Chelsea Market Makers by Michael Phillips Cree LeFavour

Chelsea Market Makers by Michael Phillips Cree LeFavour

Author:Michael Phillips, Cree LeFavour [Michael Phillips, Cree LeFavour]
Language: eng
Format: epub
Tags: Food*Cooking*Cuisine*Level*Home Cooking, Food, Cooking, Cookbook
Publisher: Abrams
Published: 2016-04-29T23:00:00+00:00


MEAT AND POULTRY

Jake Dickson, the owner of Dickson’s Farmstand Meats, sources his beef, pork, veal, and lamb whole from a handful of farms in upstate New York, Vermont, and Pennsylvania. These include Sir William Angus in Craryville, New York; Chaljeri Meats in Callicoon, New York; Wrighteous Organics in Schoarie, New York; and Wooley Sheep Farm in Rutland, Vermont. All the animals from these farms are humanely raised in a natural environment and with a focus on sustainable soil and water management practices. The poultry at Dickson’s comes from Amish farms in Lancaster, Pennsylvania. The birds are delivered live to Madani Halal, the live poultry market in Queens. As Jake explains, “We call three or four times a week; they slaughter what we need on site. It’s the freshest poultry you can buy.” Halal is much like kosher dietary law—you will find no pork, carrion, carnivorous animals, or animals without external ears (snakes), blood or blood by-products, or reproductive organs. What they do carry (and keep alive until the day of slaughter) are the best chickens, squab, quail, chuckers, pheasants, guinea hens, Muscovy ducks, water ducks, goat, and lamb you’ll find in the state—if not in the country.

----

** What the task asks **
Summarize the passage about Dickson's meat and poultry in two sentences. Rely only on the passage about Dickson's meat and poultry.

** Extracted entries **
----

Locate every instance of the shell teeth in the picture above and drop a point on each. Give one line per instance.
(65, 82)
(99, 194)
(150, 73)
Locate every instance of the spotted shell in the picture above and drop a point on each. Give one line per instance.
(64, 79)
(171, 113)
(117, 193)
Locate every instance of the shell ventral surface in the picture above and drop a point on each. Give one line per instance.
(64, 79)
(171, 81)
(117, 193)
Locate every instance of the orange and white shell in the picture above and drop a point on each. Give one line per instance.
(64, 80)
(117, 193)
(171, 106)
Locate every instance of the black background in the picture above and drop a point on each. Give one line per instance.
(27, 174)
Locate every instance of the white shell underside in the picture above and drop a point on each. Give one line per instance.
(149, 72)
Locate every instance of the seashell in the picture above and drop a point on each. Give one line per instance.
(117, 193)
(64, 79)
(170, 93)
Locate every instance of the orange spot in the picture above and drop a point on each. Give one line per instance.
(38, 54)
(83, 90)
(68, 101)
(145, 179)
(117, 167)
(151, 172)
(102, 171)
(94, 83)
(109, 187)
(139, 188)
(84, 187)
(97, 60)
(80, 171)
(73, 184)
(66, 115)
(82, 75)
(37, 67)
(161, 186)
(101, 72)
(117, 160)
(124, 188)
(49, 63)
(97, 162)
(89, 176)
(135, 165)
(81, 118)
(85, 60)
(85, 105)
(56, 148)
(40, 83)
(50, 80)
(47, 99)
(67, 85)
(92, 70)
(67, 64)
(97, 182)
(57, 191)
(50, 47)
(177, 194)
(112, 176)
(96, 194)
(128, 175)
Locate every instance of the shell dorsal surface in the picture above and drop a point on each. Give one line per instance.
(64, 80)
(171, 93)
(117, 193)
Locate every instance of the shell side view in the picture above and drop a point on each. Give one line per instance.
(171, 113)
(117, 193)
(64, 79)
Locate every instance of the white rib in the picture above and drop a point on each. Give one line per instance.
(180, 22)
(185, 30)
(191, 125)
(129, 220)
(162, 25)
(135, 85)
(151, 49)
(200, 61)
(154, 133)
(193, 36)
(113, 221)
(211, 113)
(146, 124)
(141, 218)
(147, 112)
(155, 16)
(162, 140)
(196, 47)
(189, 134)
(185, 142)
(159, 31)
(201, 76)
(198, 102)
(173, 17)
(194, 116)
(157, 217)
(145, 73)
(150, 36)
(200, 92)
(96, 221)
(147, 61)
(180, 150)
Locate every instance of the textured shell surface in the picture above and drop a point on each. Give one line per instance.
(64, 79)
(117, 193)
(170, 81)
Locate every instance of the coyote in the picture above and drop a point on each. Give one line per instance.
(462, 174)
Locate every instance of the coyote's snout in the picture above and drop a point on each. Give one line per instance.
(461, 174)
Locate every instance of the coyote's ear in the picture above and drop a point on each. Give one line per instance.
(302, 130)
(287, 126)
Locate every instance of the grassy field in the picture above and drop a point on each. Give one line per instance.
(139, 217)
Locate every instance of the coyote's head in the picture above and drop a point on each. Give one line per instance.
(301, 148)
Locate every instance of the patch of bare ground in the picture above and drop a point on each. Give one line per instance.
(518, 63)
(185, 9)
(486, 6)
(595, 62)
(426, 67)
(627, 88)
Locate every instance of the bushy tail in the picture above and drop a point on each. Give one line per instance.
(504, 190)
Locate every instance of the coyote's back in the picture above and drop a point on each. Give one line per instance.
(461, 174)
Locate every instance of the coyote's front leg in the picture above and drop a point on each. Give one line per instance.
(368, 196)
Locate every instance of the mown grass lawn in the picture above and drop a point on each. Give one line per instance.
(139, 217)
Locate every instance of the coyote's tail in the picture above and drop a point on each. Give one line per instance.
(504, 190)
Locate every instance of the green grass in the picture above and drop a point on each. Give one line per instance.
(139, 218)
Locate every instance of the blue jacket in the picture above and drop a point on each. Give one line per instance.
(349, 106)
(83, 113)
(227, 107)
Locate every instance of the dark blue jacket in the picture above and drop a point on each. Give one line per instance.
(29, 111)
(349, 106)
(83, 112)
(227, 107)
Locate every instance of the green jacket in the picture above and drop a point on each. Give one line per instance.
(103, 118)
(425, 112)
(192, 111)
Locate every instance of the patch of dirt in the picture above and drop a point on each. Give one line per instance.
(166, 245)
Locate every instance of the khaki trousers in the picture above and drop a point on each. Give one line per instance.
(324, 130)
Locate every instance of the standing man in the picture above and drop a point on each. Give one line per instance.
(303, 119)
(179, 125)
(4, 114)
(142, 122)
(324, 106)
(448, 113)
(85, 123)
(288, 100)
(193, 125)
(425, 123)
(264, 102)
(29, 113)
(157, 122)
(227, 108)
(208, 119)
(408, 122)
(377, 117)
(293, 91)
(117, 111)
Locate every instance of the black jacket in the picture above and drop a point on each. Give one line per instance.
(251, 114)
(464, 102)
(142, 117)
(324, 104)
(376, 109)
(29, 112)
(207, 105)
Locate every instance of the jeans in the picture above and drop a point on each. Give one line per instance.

----

** Answer section **
Dickson's Farmstand Meats, owned by Jake Dickson, sources beef, pork, veal, and lamb whole from a handful of farms in upstate New York, Vermont, and Pennsylvania, where the animals are humanely raised. Its poultry comes from Amish farms in Lancaster, Pennsylvania, and is delivered live to Madani Halal in Queens, which slaughters what the shop needs on site.